------ Records for this task ------

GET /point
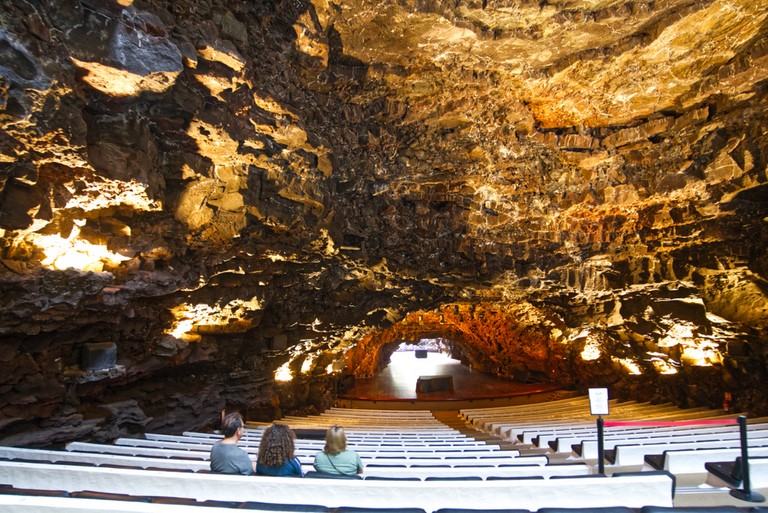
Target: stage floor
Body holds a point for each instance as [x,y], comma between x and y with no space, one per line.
[397,382]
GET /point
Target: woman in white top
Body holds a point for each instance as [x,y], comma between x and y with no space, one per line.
[335,458]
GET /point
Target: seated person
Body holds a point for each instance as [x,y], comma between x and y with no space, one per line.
[226,456]
[276,453]
[335,458]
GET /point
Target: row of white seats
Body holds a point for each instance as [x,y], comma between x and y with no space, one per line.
[438,451]
[693,461]
[544,435]
[251,440]
[508,428]
[630,491]
[526,466]
[505,456]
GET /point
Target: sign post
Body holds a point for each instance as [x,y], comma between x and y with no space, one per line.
[598,405]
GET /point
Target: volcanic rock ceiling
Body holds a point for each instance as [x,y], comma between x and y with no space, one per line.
[238,193]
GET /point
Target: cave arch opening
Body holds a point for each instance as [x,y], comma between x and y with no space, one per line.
[402,364]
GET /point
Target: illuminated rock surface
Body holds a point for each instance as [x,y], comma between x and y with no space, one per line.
[568,191]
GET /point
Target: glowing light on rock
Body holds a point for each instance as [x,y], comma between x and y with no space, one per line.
[75,253]
[306,365]
[591,351]
[664,367]
[701,356]
[219,319]
[675,335]
[283,373]
[629,365]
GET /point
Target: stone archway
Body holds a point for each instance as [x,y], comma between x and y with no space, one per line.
[517,341]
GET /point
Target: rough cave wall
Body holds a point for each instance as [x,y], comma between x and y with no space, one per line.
[225,189]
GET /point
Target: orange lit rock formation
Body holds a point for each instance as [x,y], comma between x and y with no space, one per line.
[229,191]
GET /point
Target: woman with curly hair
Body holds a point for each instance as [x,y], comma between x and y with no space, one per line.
[276,453]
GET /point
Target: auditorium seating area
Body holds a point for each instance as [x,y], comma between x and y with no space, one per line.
[540,458]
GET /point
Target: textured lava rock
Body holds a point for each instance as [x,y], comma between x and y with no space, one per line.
[226,190]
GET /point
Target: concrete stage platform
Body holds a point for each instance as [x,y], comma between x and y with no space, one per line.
[396,387]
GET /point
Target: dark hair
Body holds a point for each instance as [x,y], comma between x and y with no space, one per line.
[276,446]
[231,423]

------

# Given exercise
Write the records out once more, exactly as they appear, with no pictures.

# Answer to this task
GET /point
Target: stage floor
Body holds a point for each instance as [x,y], comma between x and y with no space, one per line.
[397,382]
GET /point
Target: woman in white top
Body holds a point for each instance as [x,y], comma between x and y with no space, one per line.
[335,458]
GET /point
Target: seated person
Body holds a point for each instance as [x,y], comma between x and y with no space, one per line.
[226,456]
[276,453]
[335,458]
GET /point
Target: row of white seats
Body holds a point for each instance as [x,y], comma between x and y with no space, one per line.
[438,451]
[693,461]
[544,435]
[251,440]
[508,428]
[630,491]
[526,466]
[505,456]
GET /point
Target: sign post
Body holds a point for each instance as [x,y], comma between x and y with no space, one per line.
[598,405]
GET /point
Target: volcanic rock ceiling
Body holds a point for each instance as [x,y], comma between x and y with no space, one per line.
[238,193]
GET /point
Target: cave arch opening
Body holds a point for each instance as [x,y], comma between x and y with no space, one per line.
[402,364]
GET /point
Target: illuminated rock surface
Body holds a point for each instance as [x,y], comma between x and y with no space, one per line.
[568,191]
GET /point
Target: glowing light on rock
Body holds a point for each instance as [x,y], comma between x and y with no space, one per line.
[75,253]
[306,365]
[591,351]
[664,367]
[701,356]
[219,319]
[675,335]
[283,373]
[629,365]
GET /point
Target: stone archway
Body holds a point for each instance as [x,y], comma between x and y with no space, one per line.
[517,341]
GET /point
Target: rough cave wall
Body holds a point for each instance as [x,y], comma between x and y with no space, one per line.
[225,189]
GET /point
Target: orange lit rock formation
Body holds a point for each instance as [x,y], comma between x and y with no space, one per line.
[229,191]
GET /point
Target: woman with curly hair
Body holds a point for each instance as [x,y], comma between x and y with no space, one per line.
[276,453]
GET /point
Target: auditorium seating area
Body holds a point for each instance as [x,y], comma between x and y with no space, one per line.
[540,458]
GET /point
Target: textured lava rock
Body holds a point for each instance as [x,y], comma between x and y with no space, one per line.
[226,190]
GET /point
Target: concrete stage platform
Body holds a point for each instance as [x,y], comma between x and y with no space, one per line.
[396,387]
GET /point
Target: dark hair
Body holds a point for each instance as [x,y], comma between x and y with no space, one per line.
[276,446]
[231,423]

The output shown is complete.